— AIM OF THE EXERCISE —
Pick out each line of the listing below that includes the word "white" and copy those lines.

============================================================

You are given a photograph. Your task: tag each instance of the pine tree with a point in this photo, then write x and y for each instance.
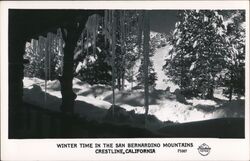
(234, 73)
(198, 51)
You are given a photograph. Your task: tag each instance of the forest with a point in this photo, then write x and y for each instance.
(113, 75)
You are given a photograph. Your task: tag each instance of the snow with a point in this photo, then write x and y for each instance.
(93, 101)
(195, 44)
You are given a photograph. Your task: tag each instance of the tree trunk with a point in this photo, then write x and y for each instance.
(113, 45)
(231, 88)
(70, 35)
(146, 59)
(68, 96)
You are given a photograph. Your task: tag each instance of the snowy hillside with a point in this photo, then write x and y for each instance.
(163, 104)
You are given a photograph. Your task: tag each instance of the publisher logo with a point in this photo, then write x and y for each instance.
(204, 149)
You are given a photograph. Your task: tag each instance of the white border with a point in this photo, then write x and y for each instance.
(45, 149)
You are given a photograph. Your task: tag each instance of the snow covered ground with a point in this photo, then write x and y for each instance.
(92, 102)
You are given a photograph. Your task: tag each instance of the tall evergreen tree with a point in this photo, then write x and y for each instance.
(198, 51)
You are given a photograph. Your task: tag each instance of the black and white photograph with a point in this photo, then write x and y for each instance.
(127, 74)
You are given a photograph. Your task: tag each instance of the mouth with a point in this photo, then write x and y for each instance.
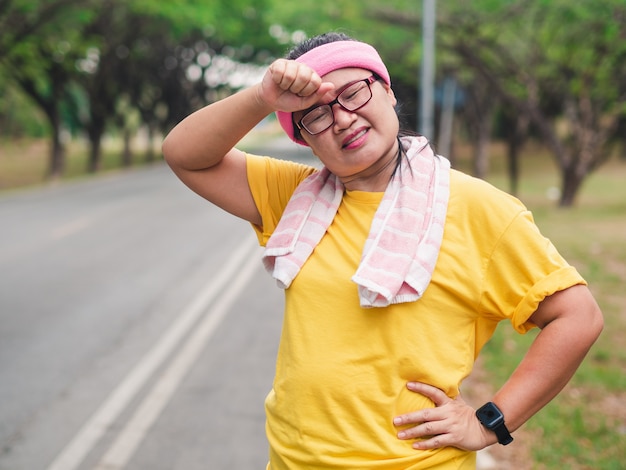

============================================================

— WORKED ANSWER —
You are given a photograph. Your task: tag each instance of the white border with a point in this photo, then write x and y for each instance.
You are given a photograph. Your task: tag each instance of the black and white photograph with a point in this photo, then write x and y for each instance.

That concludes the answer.